Problem to work on ▸ Beneath this task are records; print exactly the stretch of them from the line with "Target: license plate" through the line with "of the building", both ends included.

:: Entries provided ::

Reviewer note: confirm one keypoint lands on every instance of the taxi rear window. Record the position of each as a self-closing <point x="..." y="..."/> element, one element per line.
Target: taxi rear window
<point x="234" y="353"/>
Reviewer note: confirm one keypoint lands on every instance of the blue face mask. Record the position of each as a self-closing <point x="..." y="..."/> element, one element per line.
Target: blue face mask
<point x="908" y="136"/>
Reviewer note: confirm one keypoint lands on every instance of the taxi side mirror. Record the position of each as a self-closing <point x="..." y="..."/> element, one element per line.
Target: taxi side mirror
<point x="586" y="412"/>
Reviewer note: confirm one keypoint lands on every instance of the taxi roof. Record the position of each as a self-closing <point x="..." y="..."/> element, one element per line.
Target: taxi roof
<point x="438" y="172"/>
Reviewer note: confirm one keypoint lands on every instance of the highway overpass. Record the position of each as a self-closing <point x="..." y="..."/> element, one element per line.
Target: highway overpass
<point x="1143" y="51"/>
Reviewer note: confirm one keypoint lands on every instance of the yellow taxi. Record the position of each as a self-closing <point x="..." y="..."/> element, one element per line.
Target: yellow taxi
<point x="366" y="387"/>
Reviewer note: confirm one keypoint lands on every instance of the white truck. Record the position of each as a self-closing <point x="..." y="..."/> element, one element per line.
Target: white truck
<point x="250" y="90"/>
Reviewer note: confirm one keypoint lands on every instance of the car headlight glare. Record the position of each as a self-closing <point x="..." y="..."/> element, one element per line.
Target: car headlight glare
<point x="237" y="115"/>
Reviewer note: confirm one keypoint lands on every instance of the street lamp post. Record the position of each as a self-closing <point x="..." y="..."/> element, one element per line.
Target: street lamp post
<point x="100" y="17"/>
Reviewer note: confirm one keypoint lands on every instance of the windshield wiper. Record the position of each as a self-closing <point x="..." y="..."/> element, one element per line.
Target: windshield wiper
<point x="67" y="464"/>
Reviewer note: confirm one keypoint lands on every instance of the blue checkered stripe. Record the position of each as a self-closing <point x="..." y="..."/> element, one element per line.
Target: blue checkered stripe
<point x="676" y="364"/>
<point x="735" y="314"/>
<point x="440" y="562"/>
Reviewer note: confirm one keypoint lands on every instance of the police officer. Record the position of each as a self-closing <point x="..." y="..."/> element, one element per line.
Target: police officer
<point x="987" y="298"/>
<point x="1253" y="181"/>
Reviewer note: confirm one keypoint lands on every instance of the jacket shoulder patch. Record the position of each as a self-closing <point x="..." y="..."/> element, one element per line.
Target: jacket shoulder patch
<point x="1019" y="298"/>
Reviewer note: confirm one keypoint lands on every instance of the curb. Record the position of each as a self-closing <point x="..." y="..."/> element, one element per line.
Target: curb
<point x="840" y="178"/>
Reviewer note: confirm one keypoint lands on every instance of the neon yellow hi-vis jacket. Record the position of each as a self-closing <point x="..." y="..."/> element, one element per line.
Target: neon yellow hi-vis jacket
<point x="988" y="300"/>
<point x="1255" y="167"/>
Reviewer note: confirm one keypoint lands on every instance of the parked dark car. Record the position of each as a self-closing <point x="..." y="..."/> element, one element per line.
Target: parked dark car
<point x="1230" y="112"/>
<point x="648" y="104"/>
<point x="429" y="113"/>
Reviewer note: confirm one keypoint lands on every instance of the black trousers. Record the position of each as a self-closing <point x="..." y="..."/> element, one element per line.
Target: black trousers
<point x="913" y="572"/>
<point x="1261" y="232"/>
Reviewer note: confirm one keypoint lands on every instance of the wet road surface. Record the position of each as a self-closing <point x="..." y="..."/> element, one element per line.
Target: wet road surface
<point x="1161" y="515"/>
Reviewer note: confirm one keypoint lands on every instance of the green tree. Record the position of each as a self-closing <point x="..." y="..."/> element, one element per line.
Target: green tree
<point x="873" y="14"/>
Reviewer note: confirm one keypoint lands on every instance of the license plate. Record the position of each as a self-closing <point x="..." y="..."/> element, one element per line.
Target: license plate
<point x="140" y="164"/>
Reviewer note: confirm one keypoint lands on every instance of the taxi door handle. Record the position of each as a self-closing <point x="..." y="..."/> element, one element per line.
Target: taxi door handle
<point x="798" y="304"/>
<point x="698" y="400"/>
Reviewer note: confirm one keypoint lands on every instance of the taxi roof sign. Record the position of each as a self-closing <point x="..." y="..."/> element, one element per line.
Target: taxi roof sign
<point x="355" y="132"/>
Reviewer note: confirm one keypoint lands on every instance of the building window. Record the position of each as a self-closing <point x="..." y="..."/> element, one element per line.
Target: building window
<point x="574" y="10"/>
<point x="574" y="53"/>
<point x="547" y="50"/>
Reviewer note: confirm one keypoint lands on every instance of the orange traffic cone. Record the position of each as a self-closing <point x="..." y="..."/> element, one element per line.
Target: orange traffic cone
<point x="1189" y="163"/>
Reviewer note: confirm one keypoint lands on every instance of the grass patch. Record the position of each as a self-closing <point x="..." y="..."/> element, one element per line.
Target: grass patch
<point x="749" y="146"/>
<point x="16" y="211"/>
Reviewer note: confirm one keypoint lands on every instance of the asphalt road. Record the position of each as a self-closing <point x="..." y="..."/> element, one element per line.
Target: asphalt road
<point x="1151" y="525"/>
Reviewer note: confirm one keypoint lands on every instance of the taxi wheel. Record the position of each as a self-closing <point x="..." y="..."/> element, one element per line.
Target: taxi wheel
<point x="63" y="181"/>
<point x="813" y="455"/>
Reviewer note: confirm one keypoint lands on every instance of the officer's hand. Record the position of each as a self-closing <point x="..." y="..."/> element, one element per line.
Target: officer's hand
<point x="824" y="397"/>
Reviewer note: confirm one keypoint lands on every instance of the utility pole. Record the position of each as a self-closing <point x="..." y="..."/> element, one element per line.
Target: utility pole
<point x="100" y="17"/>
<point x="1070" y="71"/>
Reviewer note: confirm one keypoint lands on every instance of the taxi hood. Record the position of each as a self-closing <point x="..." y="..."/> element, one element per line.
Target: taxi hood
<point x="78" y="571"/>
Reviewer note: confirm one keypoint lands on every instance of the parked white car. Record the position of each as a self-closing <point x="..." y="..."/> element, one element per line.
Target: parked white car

:::

Written response ▸
Target: license plate
<point x="140" y="164"/>
Reviewer note: confirm one keypoint lands on every instance of the taxi door handle. Record the position of each as a self-closing <point x="..." y="..."/> element, one element per line.
Target: taxi door handle
<point x="798" y="304"/>
<point x="698" y="400"/>
Reviewer note: confirm one keypoint lands on every instance of the taxi roof sign. Record the position of each as a self-closing <point x="..." y="..."/> element, one element per line.
Target: taxi roof sign
<point x="355" y="132"/>
Reviewer note: confirm one keypoint lands on every instance of the building window. Record the position of each as a self-closing <point x="..." y="..."/> element, one element per line.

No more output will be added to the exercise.